WORK REQUIRED: Copy out every line of the listing below word for word, leaving out the pictures.

Examples of point labeling
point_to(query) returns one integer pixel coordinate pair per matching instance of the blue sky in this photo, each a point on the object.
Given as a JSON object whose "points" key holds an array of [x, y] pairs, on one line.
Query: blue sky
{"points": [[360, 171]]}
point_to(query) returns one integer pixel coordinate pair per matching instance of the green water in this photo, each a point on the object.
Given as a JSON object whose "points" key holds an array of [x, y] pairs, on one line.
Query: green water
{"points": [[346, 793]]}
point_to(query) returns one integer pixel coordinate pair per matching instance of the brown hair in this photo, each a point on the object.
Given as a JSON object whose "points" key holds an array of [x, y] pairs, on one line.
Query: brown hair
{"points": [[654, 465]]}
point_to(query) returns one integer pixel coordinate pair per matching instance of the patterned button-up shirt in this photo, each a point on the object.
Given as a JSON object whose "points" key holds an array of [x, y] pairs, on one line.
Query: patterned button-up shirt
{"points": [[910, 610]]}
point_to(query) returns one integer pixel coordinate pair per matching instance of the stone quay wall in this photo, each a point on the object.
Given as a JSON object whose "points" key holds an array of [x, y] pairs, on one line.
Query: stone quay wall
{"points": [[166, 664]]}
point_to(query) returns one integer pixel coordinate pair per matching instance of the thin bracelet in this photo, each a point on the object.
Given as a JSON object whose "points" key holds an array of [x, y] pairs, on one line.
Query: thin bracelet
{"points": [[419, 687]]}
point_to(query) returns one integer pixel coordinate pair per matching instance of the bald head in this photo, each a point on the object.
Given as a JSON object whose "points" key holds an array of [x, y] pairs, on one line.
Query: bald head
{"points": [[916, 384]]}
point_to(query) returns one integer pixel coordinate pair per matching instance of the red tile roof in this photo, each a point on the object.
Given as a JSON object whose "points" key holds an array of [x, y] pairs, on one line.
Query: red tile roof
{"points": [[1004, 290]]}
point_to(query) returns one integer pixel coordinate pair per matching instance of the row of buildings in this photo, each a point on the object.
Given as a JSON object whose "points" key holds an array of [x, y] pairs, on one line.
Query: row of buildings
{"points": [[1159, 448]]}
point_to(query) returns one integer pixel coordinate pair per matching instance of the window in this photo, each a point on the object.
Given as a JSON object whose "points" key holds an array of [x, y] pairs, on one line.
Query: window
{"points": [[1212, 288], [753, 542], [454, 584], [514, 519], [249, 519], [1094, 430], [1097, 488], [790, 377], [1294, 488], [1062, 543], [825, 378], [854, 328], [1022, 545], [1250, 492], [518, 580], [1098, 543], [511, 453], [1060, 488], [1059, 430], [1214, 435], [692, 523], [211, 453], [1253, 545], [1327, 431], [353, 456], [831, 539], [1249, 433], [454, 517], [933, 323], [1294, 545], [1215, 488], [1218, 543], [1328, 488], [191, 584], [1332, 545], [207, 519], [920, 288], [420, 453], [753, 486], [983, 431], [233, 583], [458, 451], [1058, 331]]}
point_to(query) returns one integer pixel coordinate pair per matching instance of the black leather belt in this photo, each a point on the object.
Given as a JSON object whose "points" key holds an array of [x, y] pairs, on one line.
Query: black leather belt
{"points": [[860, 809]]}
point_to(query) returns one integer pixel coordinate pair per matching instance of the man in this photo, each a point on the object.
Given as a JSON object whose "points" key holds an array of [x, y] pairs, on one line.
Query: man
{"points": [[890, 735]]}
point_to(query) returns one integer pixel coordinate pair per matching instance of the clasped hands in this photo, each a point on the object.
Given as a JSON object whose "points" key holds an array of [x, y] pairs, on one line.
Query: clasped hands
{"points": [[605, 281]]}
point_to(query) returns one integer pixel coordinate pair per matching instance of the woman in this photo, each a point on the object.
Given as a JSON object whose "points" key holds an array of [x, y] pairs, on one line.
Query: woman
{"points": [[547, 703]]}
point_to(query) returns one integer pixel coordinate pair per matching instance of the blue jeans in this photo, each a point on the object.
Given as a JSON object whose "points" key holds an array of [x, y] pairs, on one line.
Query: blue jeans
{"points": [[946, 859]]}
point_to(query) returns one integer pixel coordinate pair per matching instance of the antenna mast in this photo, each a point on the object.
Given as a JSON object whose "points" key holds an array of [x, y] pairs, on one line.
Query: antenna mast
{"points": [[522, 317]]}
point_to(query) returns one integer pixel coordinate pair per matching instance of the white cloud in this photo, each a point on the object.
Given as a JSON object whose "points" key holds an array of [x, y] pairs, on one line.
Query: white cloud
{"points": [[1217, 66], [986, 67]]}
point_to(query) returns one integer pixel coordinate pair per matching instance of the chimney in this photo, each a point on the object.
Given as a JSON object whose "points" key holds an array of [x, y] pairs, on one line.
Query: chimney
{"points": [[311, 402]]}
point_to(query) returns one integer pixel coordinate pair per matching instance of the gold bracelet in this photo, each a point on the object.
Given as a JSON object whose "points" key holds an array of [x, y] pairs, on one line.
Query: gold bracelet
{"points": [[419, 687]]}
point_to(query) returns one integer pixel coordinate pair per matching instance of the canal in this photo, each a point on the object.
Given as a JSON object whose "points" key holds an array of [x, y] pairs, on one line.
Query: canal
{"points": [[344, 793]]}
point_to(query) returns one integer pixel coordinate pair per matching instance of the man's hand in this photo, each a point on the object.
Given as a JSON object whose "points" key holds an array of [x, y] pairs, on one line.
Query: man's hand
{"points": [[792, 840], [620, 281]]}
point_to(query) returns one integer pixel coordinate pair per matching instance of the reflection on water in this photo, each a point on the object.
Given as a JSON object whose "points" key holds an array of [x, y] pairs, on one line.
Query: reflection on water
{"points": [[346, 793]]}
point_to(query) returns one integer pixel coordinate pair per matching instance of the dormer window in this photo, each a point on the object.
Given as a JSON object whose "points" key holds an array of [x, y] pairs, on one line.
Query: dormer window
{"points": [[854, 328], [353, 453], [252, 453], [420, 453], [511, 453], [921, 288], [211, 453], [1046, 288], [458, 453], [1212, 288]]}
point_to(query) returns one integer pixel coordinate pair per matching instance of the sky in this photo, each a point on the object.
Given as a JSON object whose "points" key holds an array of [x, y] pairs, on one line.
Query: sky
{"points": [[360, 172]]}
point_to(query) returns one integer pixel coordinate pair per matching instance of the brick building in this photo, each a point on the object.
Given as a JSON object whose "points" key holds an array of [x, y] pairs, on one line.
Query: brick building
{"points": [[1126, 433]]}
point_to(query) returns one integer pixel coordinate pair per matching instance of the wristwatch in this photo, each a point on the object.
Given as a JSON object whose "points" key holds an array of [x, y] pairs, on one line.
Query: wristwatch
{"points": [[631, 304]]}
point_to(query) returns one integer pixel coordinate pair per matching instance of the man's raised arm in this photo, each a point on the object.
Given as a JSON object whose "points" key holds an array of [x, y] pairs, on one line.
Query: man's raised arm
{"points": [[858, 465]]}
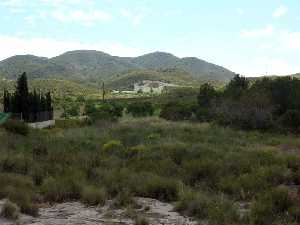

RESPONSE TO THIS EXERCISE:
point_to(query) returns one integer pixel coordinate pair per matching instance of the blue sky in this photo, each a point on the object.
Given as a JSON object whose "points" key holds an array of [x, y] pairs, on one line.
Query: blue sky
{"points": [[360, 171]]}
point_to(query) returns one integer pixel coordinate pair per matching instance of the green water in this photo, each a point on the object.
Given as a JSON object whose "points" key holds an array of [x, y] pairs, on one line.
Query: green water
{"points": [[346, 793]]}
point_to(query) returns one integer pixel coordinate pair per matching instance of the brown hair in this photo, each a point on the object.
Given as a JSON object whose "points" key holds an array of [x, y] pairs, on one line.
Query: brown hair
{"points": [[654, 465]]}
point_to(query) returns one integer pixel coordinate pair per matching instance of the patterned button-up shirt in this photo, each a point on the object.
Given as a JSON object whose "points" key holds an array of [x, y] pairs, on one line.
Query: patterned button-up shirt
{"points": [[910, 610]]}
point_to(query) returns one integer pixel coordinate pair per matching instance of the stone quay wall in this photo, each a point on the object.
Given as a JSON object whose "points" key holds an array of [x, y] pairs, on one line.
Query: stone quay wall
{"points": [[166, 664]]}
point_to(query) returns one integer pixel coordinate pair per matching instance of the thin bracelet in this photo, each a point on the object.
Given as a JSON object whose "points" key holds an array of [x, y] pairs, on one line.
Query: thin bracelet
{"points": [[419, 687]]}
point_to(query) returns one integer pixel coordinate pair per matching instance of the bald head in this photo, each a point on the object.
Given as a JSON object whose "points" key holds an array of [x, y] pairs, on one line.
Query: bald head
{"points": [[916, 384]]}
point_to(query) returns one integer pixel coordinate pair per matching instance of the red tile roof in this photo, each a point on the object.
Given as a JSON object whose "points" key holds an array of [x, y] pairs, on one line.
Query: red tile roof
{"points": [[1004, 290]]}
point_to(query) returns one integer pixel coordinate pair per matching instance of the row of buildings in this photo, each a point on the object.
Given as a JSON object whose "points" key holds an array of [x, y] pairs, on one line.
Query: row of buildings
{"points": [[1159, 448]]}
point_to(query) returns one integer pixel coordinate pair per matching instance of the window in this photo, each a point on the object.
Given as a JSON object whose "points" key holds an array of [x, y] pairs, on one line.
Query: window
{"points": [[1212, 288], [753, 542], [454, 584], [514, 519], [249, 519], [1094, 430], [1097, 488], [790, 377], [1294, 488], [1062, 543], [825, 378], [854, 328], [1022, 545], [1250, 492], [518, 580], [1098, 543], [511, 453], [1060, 488], [1059, 430], [1214, 435], [692, 523], [211, 453], [1253, 545], [1327, 431], [353, 456], [831, 539], [1249, 433], [454, 517], [933, 323], [1294, 545], [1215, 488], [1218, 543], [1328, 488], [191, 584], [1332, 545], [207, 519], [920, 288], [420, 453], [753, 486], [983, 431], [233, 583], [458, 451], [1058, 331]]}
point_to(query) returns one integer pixel coordinate pair per matching instance of the black leather belt in this photo, each a point on the object.
Given as a JSON object whose "points" key holds an array of [x, y] pairs, on one line.
Query: black leather belt
{"points": [[860, 809]]}
point_to(query) returns one integer pixel coordinate pair per matching instance of the man in this photo, each a point on the object.
Given as a JSON object whose "points" key holds an array of [x, y] pairs, on one line.
Query: man
{"points": [[890, 735]]}
point_to(query) returns one integer pixel coordinate pair per matching instance of the clasped hands in this photo, each a point on the object.
Given as a JSON object whose "points" key holds an array of [x, y] pairs, on one line.
Query: clasped hands
{"points": [[605, 281]]}
point_to(query) returns one integer pixel coordinate pair per matching instance of the woman in this photo, each a point on the object.
Given as a JSON object whose "points" key holds an array of [x, y] pairs, on one line.
Query: woman
{"points": [[547, 703]]}
point_to(query) returns one integer pixel coordinate pair per matching instance of the blue jeans in this photo, each a point on the object.
Given as a JSON object whose "points" key holds an array of [x, y] pairs, on one line.
Query: blue jeans
{"points": [[946, 859]]}
point_to(query) returns one integer pixel coordinate pair per matching instance of the antenna mast in this photo, each a point on the object.
Given as a JSON object whose "points" key holds an array of [x, y] pairs, on one line.
Query: antenna mast
{"points": [[522, 317]]}
point_to(query) returns one integer pixel coordinate pair per matching instance of the white cloud in this photo, each a point on the object.
Given as a JSON object whose "points" key holds an array of [x, y] pairs, on one line.
Query: white cloud
{"points": [[1217, 66], [986, 67]]}
point_to(query) returns one integer pixel coordinate pair per matching instance of the chimney in this photo, each a point on the object.
Given as a JSON object whose "points" key holds an array of [x, y] pairs, on one line.
Query: chimney
{"points": [[311, 402]]}
point_to(query) returns one integer pixel coordinate pair per matching instance of the gold bracelet in this photo, each a point on the object.
Given as a JSON object whose "points" key holds an array of [x, y] pairs, on one line.
Query: gold bracelet
{"points": [[419, 687]]}
point_to(query) returns one integer pixel coordinate pair per matching instance of the canal in this photo, each a point on the object.
Given as a JSON object whose "points" key holds an array of [x, y] pairs, on one line.
Query: canal
{"points": [[344, 793]]}
point_to(query) returns one integer pixel coordinate pair per matching instance of the man's hand in this photo, each a point on the object.
Given as a JSON object whose "points" key holds an array of [x, y] pairs, on one line.
Query: man's hand
{"points": [[792, 840], [620, 281]]}
point_to(query) returns one integer pixel coordinate pair per matching instance of the reflection on water in this photo, each a point on the object.
Given as a JSON object whose "points" key holds an array of [x, y] pairs, on one line.
Query: reflection on water
{"points": [[346, 793]]}
point_to(query) returns one integer pixel coordinate pair per matching instance of the dormer window in this photo, each a point on the object.
Given as a JSON object whose "points" key holds an array of [x, y] pairs, on one line.
Query: dormer window
{"points": [[854, 328], [353, 453], [252, 453], [420, 453], [511, 453], [921, 288], [211, 453], [1046, 288], [458, 453], [1212, 288]]}
point_to(query) returns one integer pixel coordinate pair per matching instance of the sky in this photo, each a point on the object.
Given as a JSON object whose "points" key holds an array of [x, y] pairs, on one line.
Query: sky
{"points": [[360, 172]]}
point_to(query) returns one integer pixel coordinate pair per matching instance of the brick building in this photo, each a point on the object.
Given as a JSON object whose "points" key holds an array of [x, y] pairs, on one line.
Query: brick building
{"points": [[1126, 433]]}
point_to(query) returns one integer pixel coordinate pair per matching instance of the wristwatch in this photo, each a point on the object.
Given as a JSON object whose "points" key holds an array of [x, y] pairs, on one line.
Query: wristwatch
{"points": [[631, 304]]}
point_to(query) returns one integer pixel coordinate pair per matching instance of the man's raised arm in this photo, each a point on the object.
Given as a JSON object whose "points" key holds an array of [x, y] pairs, on one line.
Query: man's raised arm
{"points": [[858, 465]]}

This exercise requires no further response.